- **What you need to do**: Your answer is the lines from the one that has "written like (258,469)." through the last line of the records below, retyped exactly and alone.

- **Data for review**:
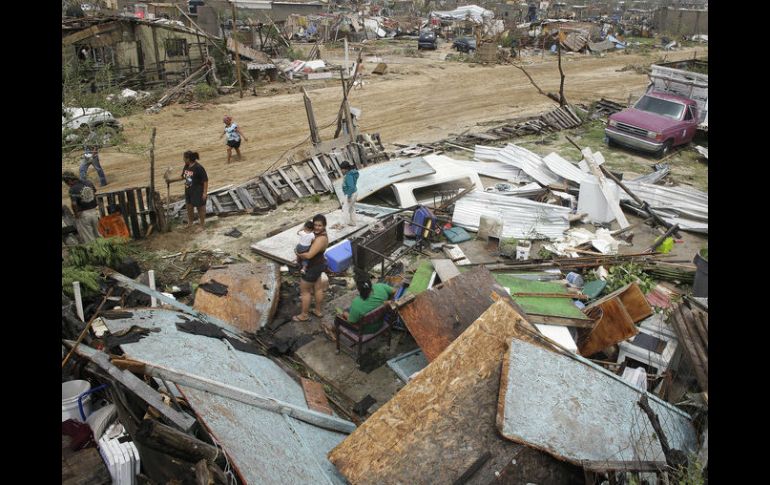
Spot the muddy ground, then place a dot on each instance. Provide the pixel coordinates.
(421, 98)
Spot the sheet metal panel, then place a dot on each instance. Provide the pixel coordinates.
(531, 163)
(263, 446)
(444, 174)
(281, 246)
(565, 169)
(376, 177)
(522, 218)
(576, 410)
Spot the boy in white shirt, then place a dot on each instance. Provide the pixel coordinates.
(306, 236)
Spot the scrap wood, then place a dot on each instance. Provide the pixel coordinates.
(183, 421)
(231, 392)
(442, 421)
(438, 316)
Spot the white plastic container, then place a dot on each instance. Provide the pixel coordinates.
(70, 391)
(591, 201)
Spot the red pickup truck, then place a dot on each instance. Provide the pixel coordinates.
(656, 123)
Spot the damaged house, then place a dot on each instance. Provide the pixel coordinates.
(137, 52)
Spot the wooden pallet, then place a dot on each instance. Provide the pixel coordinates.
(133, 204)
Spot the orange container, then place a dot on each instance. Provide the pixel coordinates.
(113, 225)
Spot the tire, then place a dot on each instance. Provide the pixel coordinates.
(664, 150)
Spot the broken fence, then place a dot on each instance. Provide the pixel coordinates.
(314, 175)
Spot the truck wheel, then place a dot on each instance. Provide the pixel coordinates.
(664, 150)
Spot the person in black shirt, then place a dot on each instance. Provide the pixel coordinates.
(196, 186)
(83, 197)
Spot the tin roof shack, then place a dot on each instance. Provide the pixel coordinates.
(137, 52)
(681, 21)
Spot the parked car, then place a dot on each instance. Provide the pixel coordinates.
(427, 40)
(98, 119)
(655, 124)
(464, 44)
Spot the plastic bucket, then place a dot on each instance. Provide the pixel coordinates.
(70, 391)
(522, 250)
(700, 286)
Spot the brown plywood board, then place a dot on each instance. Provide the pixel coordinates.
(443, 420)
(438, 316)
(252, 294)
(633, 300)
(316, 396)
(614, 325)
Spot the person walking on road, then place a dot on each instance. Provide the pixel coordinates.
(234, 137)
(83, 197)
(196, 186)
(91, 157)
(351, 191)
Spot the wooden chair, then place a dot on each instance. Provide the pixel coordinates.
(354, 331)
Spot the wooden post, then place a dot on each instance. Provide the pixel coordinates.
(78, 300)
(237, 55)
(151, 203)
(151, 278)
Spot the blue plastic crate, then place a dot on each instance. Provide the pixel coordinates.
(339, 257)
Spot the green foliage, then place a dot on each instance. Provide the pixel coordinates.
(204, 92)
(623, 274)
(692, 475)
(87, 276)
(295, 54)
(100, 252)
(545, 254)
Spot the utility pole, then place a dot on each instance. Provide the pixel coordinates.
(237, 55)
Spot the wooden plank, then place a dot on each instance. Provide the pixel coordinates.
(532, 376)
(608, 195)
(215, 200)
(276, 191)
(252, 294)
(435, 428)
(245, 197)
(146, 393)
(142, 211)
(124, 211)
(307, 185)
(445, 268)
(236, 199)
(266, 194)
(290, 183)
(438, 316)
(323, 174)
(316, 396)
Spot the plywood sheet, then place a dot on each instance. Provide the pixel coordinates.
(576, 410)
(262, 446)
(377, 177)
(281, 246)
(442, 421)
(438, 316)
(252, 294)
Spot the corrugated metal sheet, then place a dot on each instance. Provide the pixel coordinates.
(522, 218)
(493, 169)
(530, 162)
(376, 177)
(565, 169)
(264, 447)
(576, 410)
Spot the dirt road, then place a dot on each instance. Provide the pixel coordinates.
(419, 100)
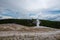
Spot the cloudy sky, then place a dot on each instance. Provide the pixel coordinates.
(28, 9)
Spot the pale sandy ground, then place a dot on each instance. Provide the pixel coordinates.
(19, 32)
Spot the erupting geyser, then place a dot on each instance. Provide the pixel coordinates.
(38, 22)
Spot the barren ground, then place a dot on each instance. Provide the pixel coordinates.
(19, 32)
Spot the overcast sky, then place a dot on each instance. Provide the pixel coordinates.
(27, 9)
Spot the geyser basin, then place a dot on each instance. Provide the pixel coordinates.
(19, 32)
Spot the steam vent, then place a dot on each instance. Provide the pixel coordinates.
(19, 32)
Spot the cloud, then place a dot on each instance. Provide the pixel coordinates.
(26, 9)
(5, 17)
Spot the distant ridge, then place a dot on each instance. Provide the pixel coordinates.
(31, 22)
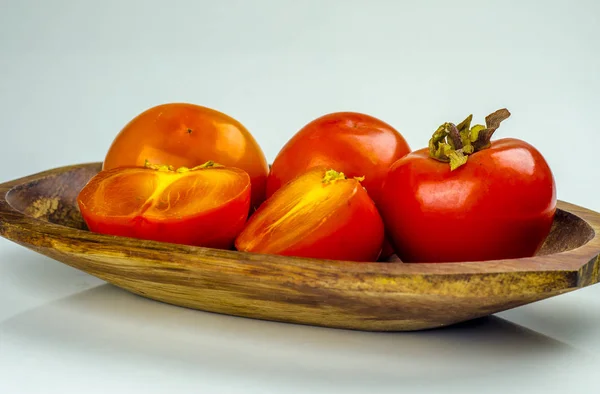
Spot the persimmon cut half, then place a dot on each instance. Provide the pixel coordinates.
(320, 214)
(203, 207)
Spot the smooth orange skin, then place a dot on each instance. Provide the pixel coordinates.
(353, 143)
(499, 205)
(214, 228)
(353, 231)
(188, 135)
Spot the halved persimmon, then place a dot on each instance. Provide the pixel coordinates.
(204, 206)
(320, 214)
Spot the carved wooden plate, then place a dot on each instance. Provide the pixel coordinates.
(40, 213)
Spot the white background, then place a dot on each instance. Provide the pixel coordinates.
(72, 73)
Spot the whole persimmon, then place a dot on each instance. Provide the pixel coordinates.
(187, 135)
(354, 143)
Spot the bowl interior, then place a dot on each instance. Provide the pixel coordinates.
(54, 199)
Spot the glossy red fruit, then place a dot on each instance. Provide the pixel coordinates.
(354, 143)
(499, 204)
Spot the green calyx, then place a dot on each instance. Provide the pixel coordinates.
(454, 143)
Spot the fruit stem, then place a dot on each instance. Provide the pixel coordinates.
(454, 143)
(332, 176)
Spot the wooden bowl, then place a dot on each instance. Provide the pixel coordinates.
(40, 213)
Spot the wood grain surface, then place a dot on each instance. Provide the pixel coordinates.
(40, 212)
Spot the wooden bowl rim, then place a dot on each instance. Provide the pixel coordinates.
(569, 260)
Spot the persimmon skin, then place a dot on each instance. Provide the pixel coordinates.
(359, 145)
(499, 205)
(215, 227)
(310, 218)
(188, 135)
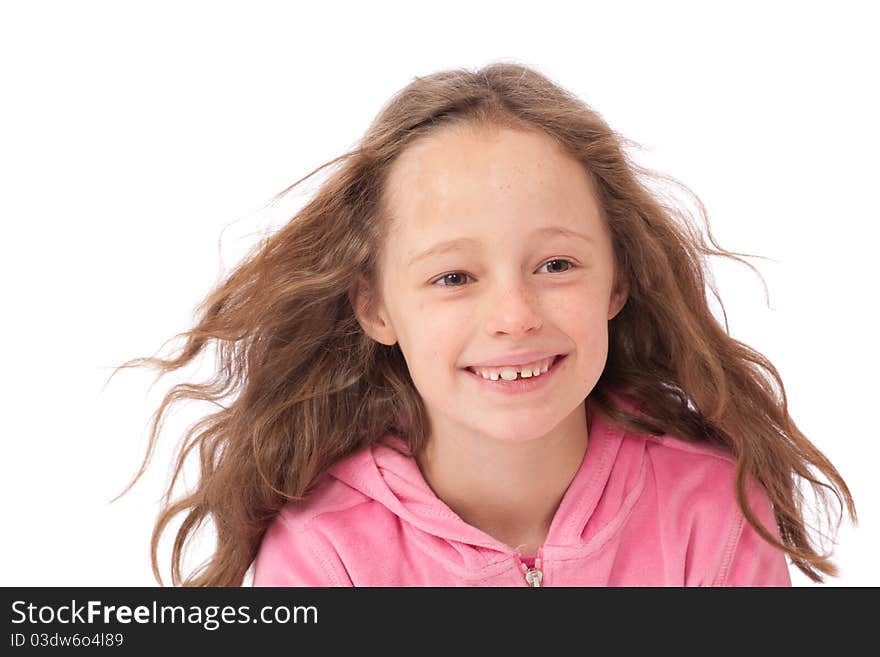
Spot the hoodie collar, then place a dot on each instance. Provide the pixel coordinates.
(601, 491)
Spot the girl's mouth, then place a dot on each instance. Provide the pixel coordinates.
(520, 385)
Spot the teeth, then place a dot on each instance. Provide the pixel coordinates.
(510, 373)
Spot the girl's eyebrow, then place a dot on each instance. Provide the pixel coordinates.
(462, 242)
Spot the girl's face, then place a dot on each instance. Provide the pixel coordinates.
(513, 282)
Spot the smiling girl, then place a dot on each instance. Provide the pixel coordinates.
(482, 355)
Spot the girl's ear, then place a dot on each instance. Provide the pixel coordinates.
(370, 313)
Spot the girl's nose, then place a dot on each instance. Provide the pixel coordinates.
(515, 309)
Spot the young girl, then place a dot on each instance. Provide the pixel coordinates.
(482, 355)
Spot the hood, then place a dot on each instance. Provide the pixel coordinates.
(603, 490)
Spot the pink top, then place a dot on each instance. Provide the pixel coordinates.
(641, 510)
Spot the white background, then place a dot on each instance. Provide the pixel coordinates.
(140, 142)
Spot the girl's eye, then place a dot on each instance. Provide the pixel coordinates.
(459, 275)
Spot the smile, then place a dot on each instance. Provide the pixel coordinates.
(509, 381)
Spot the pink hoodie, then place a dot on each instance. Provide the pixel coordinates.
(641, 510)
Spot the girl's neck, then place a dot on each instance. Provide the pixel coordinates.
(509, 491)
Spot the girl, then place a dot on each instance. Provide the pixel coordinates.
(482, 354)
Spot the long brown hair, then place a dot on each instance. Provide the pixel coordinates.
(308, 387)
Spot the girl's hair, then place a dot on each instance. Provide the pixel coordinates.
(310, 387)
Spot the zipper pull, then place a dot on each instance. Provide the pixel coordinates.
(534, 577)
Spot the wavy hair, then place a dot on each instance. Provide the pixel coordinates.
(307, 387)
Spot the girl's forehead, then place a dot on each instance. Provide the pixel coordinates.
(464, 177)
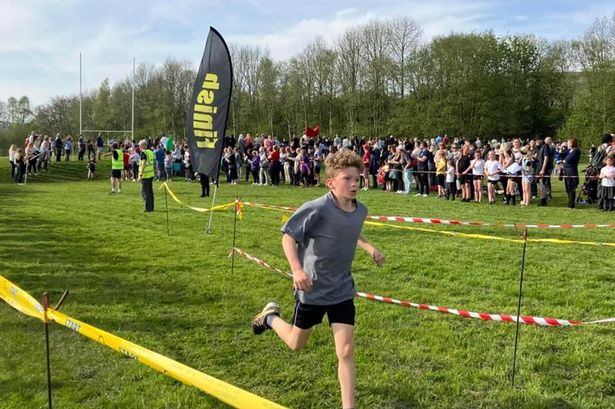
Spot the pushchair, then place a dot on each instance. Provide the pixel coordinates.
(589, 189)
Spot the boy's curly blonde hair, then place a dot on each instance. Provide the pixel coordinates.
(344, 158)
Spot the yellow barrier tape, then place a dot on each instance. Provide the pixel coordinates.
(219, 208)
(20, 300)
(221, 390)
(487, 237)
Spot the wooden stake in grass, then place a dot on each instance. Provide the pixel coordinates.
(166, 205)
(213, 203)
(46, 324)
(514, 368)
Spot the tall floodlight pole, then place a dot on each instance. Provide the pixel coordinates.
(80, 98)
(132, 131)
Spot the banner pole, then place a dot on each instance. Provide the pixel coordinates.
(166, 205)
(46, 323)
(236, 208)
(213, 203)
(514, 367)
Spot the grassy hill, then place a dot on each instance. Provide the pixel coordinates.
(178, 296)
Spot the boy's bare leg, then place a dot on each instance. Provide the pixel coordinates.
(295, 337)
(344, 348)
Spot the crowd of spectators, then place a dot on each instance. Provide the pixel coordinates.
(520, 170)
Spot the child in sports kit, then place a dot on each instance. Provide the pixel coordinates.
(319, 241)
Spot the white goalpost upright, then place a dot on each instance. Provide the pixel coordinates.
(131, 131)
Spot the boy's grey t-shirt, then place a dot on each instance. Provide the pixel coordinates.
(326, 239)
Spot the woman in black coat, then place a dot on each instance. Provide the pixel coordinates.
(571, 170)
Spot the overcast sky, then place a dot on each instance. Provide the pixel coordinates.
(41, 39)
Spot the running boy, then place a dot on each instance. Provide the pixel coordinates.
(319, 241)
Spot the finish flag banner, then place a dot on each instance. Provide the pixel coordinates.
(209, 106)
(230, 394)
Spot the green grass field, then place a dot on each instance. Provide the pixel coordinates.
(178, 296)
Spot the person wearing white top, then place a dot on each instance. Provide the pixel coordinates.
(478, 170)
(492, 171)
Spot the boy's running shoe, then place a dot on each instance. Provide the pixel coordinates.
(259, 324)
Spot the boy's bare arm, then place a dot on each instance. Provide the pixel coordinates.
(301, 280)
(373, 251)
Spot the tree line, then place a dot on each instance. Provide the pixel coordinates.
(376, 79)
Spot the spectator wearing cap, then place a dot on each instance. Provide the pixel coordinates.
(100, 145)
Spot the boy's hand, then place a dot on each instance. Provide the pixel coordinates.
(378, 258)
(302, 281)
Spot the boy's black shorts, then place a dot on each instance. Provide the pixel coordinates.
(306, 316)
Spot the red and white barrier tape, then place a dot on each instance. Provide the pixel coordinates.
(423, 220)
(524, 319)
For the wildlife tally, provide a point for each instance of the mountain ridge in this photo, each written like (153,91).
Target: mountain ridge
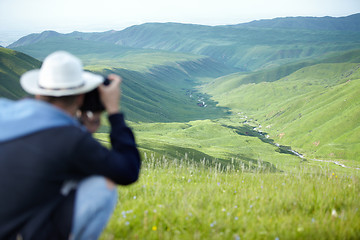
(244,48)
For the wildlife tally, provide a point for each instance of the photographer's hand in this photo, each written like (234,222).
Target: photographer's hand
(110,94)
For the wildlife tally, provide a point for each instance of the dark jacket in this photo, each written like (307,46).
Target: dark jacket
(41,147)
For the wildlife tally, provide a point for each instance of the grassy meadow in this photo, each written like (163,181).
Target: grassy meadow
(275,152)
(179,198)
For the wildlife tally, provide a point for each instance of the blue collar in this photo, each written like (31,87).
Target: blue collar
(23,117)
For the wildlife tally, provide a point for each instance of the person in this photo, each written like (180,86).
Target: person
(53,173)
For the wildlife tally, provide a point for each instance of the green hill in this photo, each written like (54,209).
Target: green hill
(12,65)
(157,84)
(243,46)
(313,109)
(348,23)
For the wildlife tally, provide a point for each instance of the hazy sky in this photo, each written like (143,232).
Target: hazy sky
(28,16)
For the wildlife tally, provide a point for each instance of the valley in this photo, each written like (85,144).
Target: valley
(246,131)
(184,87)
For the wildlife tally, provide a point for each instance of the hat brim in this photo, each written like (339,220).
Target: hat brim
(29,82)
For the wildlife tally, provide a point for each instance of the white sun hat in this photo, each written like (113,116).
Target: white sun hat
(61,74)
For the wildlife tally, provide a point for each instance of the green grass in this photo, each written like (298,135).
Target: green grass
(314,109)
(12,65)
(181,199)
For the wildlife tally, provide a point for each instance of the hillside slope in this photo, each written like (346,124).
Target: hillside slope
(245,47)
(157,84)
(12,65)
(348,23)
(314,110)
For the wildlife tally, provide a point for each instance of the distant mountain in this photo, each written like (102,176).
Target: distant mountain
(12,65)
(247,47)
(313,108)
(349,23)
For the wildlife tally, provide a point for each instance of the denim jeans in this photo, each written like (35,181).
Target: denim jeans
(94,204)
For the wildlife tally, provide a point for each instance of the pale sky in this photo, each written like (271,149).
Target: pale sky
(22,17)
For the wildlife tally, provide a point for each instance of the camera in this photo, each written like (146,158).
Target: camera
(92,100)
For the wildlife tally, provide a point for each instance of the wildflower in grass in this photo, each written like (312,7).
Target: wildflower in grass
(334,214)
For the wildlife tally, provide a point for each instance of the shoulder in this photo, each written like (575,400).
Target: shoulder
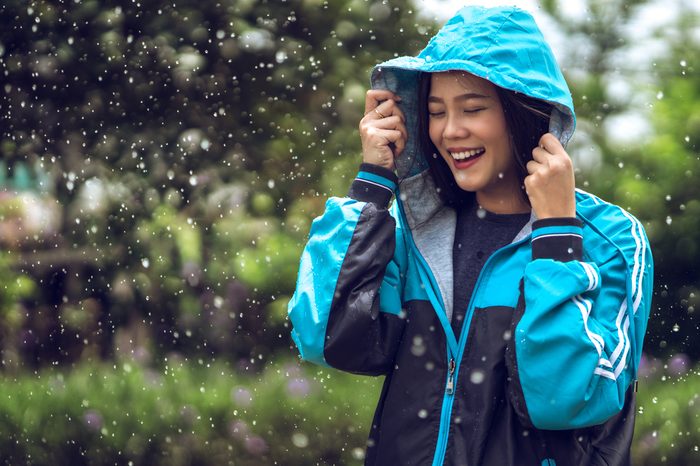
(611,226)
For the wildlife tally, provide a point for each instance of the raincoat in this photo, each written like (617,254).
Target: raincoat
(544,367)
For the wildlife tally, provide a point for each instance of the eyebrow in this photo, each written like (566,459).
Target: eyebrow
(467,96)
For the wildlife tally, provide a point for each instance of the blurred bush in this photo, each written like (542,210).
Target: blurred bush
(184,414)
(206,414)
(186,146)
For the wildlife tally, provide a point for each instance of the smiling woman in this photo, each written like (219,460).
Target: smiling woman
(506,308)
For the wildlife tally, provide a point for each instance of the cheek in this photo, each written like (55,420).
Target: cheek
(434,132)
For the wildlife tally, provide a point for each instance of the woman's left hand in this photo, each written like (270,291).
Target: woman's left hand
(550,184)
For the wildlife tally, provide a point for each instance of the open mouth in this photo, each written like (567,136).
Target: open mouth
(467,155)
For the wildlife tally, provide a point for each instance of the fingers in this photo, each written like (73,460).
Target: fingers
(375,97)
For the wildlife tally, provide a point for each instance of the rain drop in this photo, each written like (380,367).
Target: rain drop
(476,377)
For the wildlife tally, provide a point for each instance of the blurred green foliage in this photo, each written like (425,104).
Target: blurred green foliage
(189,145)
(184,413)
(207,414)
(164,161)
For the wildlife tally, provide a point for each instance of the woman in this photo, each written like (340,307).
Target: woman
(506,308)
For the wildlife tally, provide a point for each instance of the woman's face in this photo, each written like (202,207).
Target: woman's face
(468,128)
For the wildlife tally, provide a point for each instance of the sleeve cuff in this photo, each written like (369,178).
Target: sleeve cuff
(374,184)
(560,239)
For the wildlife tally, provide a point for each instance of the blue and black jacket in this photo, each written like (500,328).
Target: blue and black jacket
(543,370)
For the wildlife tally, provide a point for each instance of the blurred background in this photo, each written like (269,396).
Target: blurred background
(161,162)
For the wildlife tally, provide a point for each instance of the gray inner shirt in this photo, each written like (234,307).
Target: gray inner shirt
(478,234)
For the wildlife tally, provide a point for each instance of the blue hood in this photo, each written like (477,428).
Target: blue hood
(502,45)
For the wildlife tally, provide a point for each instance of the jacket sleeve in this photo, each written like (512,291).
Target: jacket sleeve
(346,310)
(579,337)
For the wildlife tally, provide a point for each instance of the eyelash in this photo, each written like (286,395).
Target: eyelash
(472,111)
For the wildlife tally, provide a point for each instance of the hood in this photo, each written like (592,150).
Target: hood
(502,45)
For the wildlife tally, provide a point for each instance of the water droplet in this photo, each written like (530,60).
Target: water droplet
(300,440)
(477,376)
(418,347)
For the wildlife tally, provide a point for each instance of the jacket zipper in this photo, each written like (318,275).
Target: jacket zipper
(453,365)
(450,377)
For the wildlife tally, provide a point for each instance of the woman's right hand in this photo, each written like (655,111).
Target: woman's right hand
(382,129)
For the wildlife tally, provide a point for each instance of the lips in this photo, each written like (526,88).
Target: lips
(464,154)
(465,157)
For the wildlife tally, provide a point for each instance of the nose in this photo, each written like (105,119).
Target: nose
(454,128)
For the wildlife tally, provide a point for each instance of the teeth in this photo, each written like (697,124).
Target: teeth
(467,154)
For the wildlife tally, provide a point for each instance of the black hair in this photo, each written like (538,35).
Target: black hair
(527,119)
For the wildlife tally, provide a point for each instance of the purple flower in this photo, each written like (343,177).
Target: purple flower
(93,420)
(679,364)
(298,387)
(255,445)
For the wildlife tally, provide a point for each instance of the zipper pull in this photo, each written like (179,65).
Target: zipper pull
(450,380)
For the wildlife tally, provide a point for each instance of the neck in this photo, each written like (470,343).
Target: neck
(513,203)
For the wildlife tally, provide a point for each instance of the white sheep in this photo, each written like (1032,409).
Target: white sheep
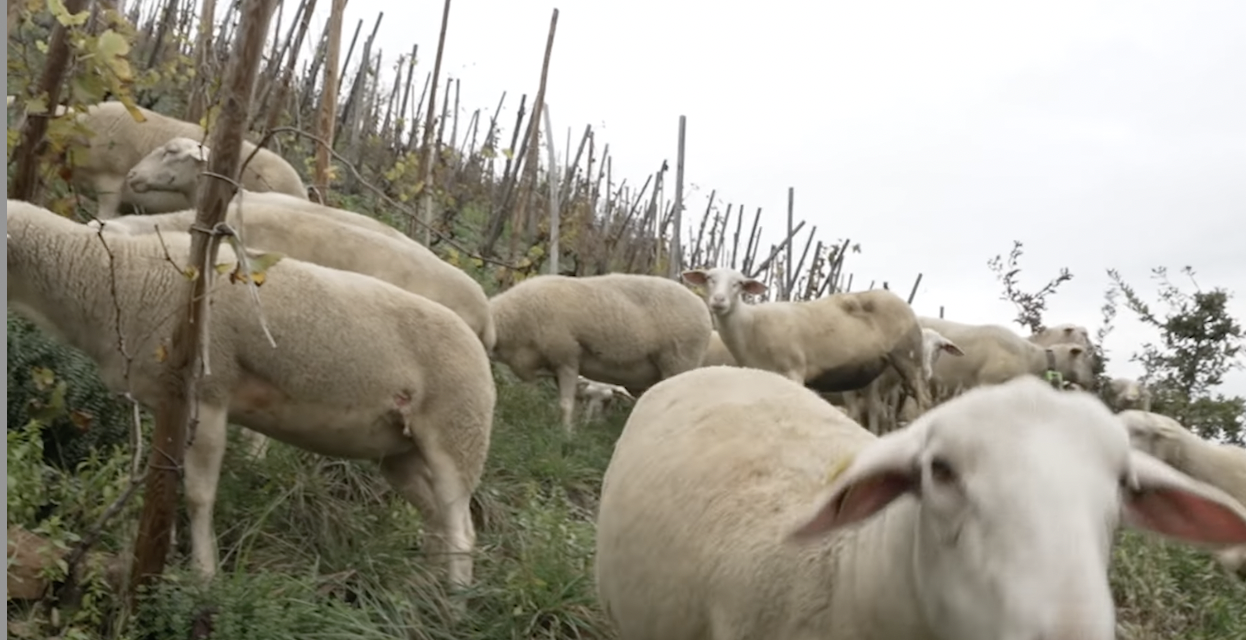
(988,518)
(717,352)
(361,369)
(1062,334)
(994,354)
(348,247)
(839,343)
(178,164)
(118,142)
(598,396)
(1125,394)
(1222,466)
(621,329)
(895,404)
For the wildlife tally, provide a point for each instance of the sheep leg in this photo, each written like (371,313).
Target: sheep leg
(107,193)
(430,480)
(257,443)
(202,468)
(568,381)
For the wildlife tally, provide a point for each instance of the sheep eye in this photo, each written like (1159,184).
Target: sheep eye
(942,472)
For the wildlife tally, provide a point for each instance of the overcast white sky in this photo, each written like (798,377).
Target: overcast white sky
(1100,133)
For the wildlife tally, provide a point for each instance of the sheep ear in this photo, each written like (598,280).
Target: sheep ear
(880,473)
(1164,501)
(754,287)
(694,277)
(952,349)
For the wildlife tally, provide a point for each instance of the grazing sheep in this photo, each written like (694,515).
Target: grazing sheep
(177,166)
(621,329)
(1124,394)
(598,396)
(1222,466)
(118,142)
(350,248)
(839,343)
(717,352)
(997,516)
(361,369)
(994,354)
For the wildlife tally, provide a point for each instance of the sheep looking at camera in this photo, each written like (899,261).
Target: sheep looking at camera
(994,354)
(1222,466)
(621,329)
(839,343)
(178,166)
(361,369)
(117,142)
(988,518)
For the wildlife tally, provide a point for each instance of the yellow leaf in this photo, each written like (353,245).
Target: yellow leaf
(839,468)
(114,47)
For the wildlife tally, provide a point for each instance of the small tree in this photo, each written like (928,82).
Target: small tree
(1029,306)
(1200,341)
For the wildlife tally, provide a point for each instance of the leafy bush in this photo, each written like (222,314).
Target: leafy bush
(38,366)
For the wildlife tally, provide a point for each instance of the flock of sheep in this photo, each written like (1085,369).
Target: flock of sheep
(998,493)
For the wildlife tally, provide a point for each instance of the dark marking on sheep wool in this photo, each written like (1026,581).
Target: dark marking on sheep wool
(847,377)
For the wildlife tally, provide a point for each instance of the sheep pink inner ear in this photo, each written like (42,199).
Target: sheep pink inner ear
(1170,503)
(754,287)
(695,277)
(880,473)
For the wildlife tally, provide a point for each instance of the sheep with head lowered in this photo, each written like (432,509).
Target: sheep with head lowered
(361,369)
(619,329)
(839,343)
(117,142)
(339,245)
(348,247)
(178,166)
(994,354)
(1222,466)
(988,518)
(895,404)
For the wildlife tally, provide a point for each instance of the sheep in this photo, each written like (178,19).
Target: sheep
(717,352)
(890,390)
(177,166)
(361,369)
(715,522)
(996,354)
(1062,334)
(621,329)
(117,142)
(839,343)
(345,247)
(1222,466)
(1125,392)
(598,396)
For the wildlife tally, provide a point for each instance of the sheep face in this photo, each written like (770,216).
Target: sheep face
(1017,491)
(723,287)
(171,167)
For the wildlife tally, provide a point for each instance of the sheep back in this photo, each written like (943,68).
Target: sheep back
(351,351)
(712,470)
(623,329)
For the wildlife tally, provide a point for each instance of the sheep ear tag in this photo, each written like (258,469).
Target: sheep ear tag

- **Your solution**:
For the wildlife tally, provide a point for each instance of the sheep ear tag in this photo, each written like (258,469).
Target: sheep ear tag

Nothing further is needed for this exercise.